*TEXT PROVIDED*:
Content starts
Remember me

By Nick Dilonardo
OPINION EDITOR

In Benjamin Franklin’s autobiography, he wrote of the importance of being aware of the difference between one’s private and public selves.

For Franklin, this translated into the identity he held as a writer – under pen-names, at times – that he maintained working for New England newspapers. Oscar Wilde understood the importance of being earnest, Franklin, it can safely be said, understood the importance of appearing to have little ego. It made me imagine what if Franklin had a Facebook.

Our ego has a whole new playground through social media. There is us as we Instagram. There is the self from which we tweet. For our future, for our jobs, for our lives as we move forward, we must dutifully check ourselves and our online identities, each and every one of them.

We can’t have a profile picture with a drink. You can’t have people making crass jokes on your page, perhaps, and certainly nothing exposing the use of narcotics. Daring to Instagram yourself smoking, perhaps – drinking, if you’re even younger – can be a grasping attempt toward death. It’s our death drive, that James Dean-sean impulse to risk flirting with consequences, be damned. To the most brazen go the most future possible doors closed. Employers check your social media profiles. Ex-girlfriends and boyfriends aren’t the only ones stalking you online anymore.
Content ends
*TASK REQUIREMENTS*:
Please carry on the opinion column about social media and our public selves from its final sentence. The data after this point comes from a separate, unrelated source.

*PROVIDED DATA*:
Content starts
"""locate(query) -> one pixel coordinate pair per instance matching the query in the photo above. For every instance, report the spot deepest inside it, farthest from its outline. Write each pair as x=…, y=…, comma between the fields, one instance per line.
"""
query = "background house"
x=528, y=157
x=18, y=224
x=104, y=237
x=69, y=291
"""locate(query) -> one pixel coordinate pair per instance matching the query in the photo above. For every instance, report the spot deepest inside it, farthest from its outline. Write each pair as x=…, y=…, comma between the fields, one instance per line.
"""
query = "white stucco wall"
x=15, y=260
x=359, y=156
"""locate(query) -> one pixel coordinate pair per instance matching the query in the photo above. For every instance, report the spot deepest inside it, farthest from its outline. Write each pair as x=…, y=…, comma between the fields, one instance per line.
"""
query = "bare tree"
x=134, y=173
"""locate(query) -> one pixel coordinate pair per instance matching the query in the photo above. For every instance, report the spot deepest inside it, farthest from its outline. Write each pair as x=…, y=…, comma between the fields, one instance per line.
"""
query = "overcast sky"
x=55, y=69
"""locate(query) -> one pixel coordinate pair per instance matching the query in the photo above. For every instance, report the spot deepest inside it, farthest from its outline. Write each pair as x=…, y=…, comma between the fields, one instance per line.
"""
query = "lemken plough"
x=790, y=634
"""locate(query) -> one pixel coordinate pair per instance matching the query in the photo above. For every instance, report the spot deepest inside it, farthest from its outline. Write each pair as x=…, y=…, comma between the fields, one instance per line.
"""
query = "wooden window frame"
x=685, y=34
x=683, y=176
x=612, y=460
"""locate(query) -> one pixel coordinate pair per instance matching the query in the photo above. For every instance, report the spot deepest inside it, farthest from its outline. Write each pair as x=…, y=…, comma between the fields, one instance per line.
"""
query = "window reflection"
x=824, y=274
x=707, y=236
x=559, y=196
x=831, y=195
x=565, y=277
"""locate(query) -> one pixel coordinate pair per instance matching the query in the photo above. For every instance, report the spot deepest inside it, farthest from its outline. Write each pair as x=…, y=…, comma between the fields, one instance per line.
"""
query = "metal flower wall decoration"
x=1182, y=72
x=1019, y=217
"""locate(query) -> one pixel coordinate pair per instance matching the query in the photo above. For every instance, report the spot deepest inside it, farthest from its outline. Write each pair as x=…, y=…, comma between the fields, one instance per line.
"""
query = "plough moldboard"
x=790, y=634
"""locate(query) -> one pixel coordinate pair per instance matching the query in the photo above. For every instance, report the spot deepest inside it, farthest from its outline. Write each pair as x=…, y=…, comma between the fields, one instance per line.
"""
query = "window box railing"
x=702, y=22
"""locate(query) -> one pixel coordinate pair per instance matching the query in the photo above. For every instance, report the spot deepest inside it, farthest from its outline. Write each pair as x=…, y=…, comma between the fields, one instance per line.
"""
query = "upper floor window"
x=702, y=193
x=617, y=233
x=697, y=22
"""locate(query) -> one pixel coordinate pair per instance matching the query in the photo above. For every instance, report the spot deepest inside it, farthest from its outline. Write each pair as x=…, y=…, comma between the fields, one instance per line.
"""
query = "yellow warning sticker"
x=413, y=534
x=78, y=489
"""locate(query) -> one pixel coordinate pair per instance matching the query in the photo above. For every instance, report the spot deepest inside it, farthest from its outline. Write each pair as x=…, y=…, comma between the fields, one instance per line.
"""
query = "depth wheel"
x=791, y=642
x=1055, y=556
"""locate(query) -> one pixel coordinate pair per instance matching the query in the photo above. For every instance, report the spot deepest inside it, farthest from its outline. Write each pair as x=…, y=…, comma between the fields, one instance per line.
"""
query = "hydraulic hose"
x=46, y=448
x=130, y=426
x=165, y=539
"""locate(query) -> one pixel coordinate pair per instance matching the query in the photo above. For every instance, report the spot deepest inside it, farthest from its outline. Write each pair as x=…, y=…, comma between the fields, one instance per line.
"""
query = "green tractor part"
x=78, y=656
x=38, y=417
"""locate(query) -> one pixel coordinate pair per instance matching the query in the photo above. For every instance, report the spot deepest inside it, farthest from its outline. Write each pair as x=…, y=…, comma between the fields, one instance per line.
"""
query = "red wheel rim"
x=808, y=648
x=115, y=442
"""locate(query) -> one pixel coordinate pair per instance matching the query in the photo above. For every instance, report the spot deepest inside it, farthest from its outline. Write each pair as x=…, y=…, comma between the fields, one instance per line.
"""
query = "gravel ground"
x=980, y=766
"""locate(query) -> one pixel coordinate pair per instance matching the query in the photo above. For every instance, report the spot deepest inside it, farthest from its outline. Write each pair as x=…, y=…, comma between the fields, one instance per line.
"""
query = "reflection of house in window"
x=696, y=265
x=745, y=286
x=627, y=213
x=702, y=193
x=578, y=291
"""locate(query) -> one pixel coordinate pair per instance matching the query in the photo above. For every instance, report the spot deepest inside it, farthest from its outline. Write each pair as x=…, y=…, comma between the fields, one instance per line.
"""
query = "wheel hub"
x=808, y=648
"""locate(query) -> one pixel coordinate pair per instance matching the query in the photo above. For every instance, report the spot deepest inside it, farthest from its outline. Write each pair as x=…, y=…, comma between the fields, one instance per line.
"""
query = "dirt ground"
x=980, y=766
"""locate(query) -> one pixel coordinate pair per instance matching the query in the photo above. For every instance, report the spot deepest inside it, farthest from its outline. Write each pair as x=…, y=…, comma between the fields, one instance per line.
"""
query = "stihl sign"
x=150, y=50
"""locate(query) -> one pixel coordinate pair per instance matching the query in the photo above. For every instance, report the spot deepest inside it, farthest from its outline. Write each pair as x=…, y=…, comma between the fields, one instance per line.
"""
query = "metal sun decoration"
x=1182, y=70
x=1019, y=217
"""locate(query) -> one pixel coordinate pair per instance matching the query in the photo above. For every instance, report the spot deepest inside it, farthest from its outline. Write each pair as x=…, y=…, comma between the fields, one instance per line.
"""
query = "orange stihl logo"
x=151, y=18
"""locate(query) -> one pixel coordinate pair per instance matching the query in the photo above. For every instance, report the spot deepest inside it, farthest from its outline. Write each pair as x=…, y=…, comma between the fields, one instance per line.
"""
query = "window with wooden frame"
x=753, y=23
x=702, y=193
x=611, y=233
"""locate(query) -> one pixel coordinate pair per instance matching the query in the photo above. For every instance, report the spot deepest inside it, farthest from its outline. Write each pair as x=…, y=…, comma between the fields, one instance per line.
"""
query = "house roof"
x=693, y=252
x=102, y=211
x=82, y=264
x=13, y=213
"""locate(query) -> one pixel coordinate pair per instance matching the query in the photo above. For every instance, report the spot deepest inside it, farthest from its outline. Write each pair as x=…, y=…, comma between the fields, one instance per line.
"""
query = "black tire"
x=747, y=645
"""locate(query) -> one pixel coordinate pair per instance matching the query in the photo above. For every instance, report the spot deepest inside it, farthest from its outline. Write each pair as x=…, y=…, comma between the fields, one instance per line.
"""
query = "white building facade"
Content ends
*RESULT*:
Our lives, as we live them, and especially as we photograph them, are living themselves out online. We live it out first – then we remember it on Facebook. We tweet it out – we connect, we rekindle. We tweet about going out. We tweet about breaking up. We Instagram our breakfast. Or do we?

If we read an article on the Washington Post online, it’s broadcast. Look: somebody read an article about China. Isn’t he smart? It’s like using Spotify to say something about yourself – look what I listen to – do you think I’m cool? Aren’t I unique? Is anybody watching to that which I’m listening?

It’s just like that Percy Bysshe Shelley poem. We are like Ozymandias, king of kings, crying out “Look on my works, ye Mighty, and despair!” It’s our attempt to demonstrate to ourselves and to others that we matter, and that we do indeed in fact exist. We did go out this weekend. We do have friends. Someone is watching, and they “like” me.

It’s like the week before last’s Modern Family episode, when they tried selling their house with a pitch perfected through stalking Facebook. They found out what the prospective buyer “liked.” They put up the requisite Chicago Blackhawks memorabilia. They told him their backyard had a “view” of the tower used to film “Die Hard.”

We won’t have to worry or fret should old acquaintances be forgotten. When we are old and wrinkled, we’ll able to look online, and remember: There I was checking in at Dairy Queen. There I was with my sorority sisters in Vegas. It might just illicit a grin. It just may be nice to remember. But remembering, as nobel-prize winning writer Harold Pinter once explained, isn’t so simple or easy.

“The past,” Pinter said, “is what you remember, imagine you remember, convince yourself you remember, or pretend you remember.”

We are who we remember ourselves to be. It’s why in therapy they work so much on your past. Sometimes the trick is forgiving yourself. Sometimes the trick is remembering what you’re forgetting.